- Source text
------------------------------------------------
In many ways, Who's Your Daddy is an expansion of the father-son dialogues in my work that began with Benjamin, my son and continued with Uncle Obadiah and the Alien where I explored the relationships between surrogate fathers and "adopted" sons. Who's Your Daddy?, however, asks other questions: What's it like to grow up in Jamaica and attend an all boys school with the secret that you are gay? The collection also continues my exploration of Caribbean magical realism in "The Day Jesus Christ Came to Mount Airy," "Bobby Bijani and the Rolling Calf" and "Sister Faye and the Dreadlocked Vampire," where a would-be surrogate is exposed and a young man learns to trust his own intuition.
It is this period that Jung defined as individuation that fascinates me. For not every boy will be as lucky as Obama to have a principled, idealistic father, a supportive step-father, doting mother and grandparents. The rest of us will have to tough it out on our own.
And in African-American and Caribbean cultures where our stories are denigrated and values such as honesty, independence, straight talk have been corrupted by colonialism and racism, many young men slip into self-hating behaviors as Obama states in Dreams: "Being black meant only the knowledge of your own powerlessness, of your own defeat" (85). This is similar to the kind of powerlessness that Ralph Singh describes in VS Naipaul's The Mimic Men.
------------------------------------------------
- Excerpted records

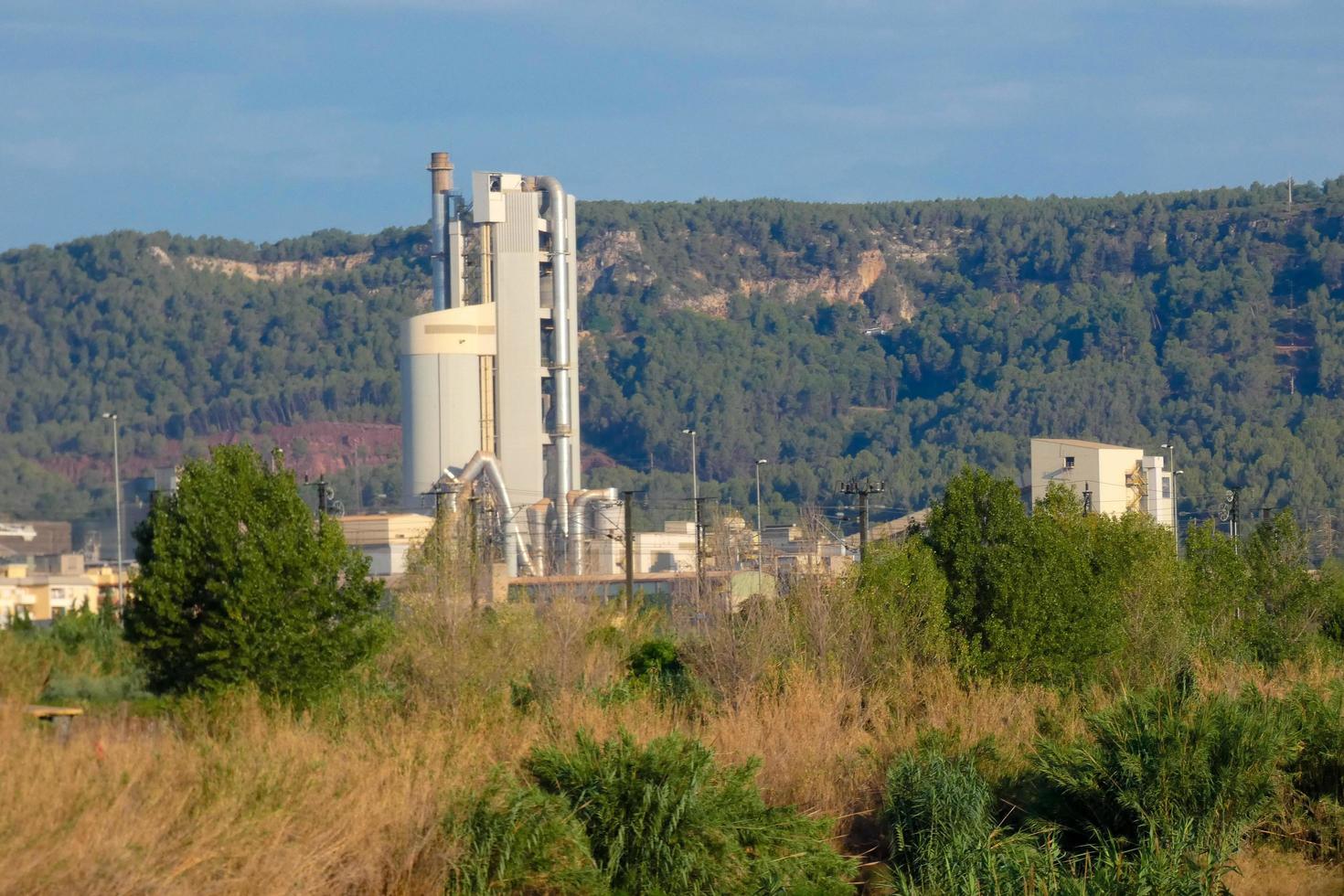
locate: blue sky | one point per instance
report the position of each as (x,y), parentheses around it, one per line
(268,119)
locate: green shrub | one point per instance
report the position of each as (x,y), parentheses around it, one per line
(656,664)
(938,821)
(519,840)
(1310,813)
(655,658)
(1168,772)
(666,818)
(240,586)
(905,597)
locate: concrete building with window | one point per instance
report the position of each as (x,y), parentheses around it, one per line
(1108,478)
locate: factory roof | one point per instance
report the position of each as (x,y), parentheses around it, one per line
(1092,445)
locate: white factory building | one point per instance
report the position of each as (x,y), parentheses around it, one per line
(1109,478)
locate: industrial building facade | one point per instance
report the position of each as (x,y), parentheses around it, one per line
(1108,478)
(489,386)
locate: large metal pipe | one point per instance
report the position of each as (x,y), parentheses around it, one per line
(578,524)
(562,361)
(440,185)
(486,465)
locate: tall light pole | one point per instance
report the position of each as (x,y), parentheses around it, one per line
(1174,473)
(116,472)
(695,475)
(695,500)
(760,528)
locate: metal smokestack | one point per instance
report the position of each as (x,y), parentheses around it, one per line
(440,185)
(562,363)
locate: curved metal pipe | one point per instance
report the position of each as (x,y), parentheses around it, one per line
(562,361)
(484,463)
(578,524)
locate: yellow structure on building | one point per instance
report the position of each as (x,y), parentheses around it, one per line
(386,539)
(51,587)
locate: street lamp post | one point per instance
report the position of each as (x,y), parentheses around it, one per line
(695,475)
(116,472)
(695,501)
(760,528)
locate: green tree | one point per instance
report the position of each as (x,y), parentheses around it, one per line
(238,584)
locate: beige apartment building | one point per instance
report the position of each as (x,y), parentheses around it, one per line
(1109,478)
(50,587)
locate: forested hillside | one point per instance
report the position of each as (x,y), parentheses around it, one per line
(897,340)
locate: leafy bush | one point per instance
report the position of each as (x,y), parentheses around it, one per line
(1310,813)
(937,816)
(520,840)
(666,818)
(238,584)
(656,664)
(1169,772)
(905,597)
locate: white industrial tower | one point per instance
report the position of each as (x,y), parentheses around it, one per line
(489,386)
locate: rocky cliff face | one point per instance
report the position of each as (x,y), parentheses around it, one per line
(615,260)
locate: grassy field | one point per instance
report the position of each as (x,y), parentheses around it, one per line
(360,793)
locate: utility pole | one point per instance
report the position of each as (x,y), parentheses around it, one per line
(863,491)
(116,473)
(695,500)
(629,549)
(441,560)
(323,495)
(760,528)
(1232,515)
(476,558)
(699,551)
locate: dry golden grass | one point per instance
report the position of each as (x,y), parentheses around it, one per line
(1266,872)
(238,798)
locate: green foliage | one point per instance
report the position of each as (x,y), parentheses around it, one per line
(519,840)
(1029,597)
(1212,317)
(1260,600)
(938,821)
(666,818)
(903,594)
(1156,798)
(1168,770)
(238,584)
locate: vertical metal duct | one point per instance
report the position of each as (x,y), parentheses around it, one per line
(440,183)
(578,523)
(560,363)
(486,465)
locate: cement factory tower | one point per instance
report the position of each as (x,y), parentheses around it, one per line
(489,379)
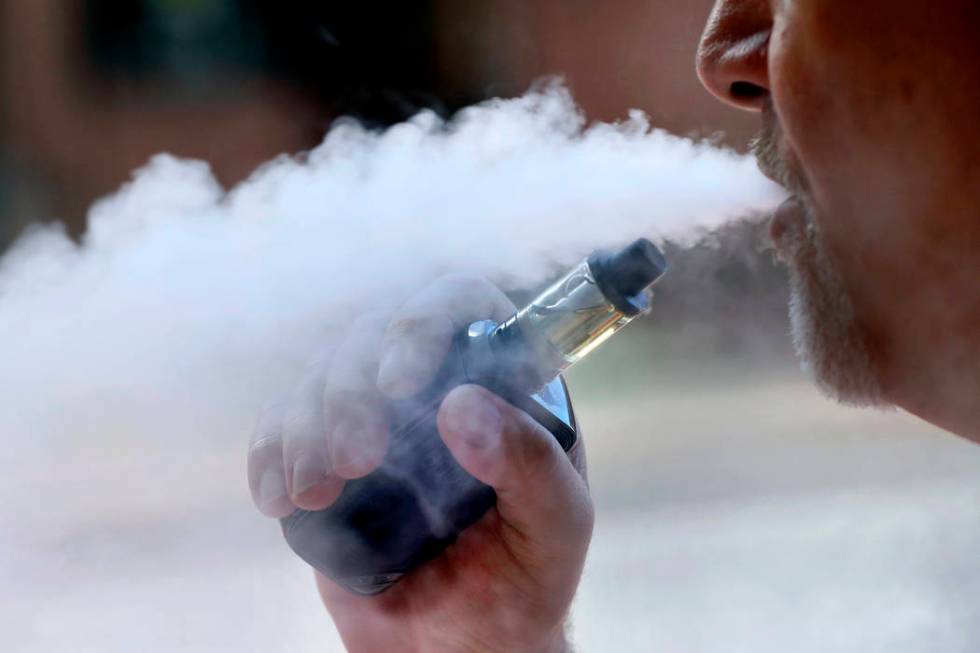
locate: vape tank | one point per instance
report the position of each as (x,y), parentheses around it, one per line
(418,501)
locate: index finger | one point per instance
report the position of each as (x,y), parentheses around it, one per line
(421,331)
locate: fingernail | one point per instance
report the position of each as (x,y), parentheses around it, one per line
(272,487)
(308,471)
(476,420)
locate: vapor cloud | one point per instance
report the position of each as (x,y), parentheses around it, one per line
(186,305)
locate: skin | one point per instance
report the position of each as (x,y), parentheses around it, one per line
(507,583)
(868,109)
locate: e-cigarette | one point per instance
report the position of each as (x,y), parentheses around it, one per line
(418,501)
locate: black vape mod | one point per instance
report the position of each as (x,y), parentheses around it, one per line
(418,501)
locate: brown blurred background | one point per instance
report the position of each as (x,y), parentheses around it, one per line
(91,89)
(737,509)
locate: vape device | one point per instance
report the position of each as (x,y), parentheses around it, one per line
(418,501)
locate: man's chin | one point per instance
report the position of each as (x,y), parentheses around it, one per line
------------------------------------------------
- Directives
• A. Rewrite the passage on father-son stories, beginning at the words "It is this period" and stopping after "The Mimic Men.", with "straight talk" replaced by "plain speaking".
• B. Carry the passage on father-son stories forward from its final sentence.

- Answer list
• A.
It is this period that Jung defined as individuation that fascinates me. For not every boy will be as lucky as Obama to have a principled, idealistic father, a supportive step-father, doting mother and grandparents. The rest of us will have to tough it out on our own.
And in African-American and Caribbean cultures where our stories are denigrated and values such as honesty, independence, plain speaking have been corrupted by colonialism and racism, many young men slip into self-hating behaviors as Obama states in Dreams: "Being black meant only the knowledge of your own powerlessness, of your own defeat" (85). This is similar to the kind of powerlessness that Ralph Singh describes in VS Naipaul's The Mimic Men.

• B.
Fear and powerlessness are rarely the basis for a healthy individual or community. Successful individuals, families, and communities have always devised methods to transmit sound values from fathers to sons, mothers to daughters, parents to children, elders to children or surrogates step into the gap like in Master Harold...and the Boys
And boys have always had a more difficult transition as Asante explains in Dreams: "It's worst for the boys. At least the girls have older women to talk to, the example of motherhood. But the boys have nothing. Half of them don't even know their own fathers. There's nobody to guide them through the process of becoming a man.. to explain to them the meaning of manhood And that's a recipe for disaster" (258).
Many of the boys in Who's Your Daddy? are similar to the young men we see everyday who are crying out for fathers or father figures in their lives and they seek it any way that they can from gang banging to adopting the names, the language and the codes of conduct from The Godfather.
They want to be individuals--they want to be men, but they don't know how. Until then, they remain rutting, testosterone-driven, half socialized human beings. And you don't have to read Lord of the Flies to discern this. Just listen to dancehall or hip-hop.
For the sad truth is that no mother can teach a fatherless boy how to behave around other men and boys because at the most basic level boys and men communicate differently when they are by themselves. A boy learns to be a man either by attaching himself to an older, more powerful male or by keeping quiet--if he knows what's good for him. So he slips into silence--the kind of intergenerational silence, especially between black men and their son, that Obama says in Dreams has "betrayed us" (429)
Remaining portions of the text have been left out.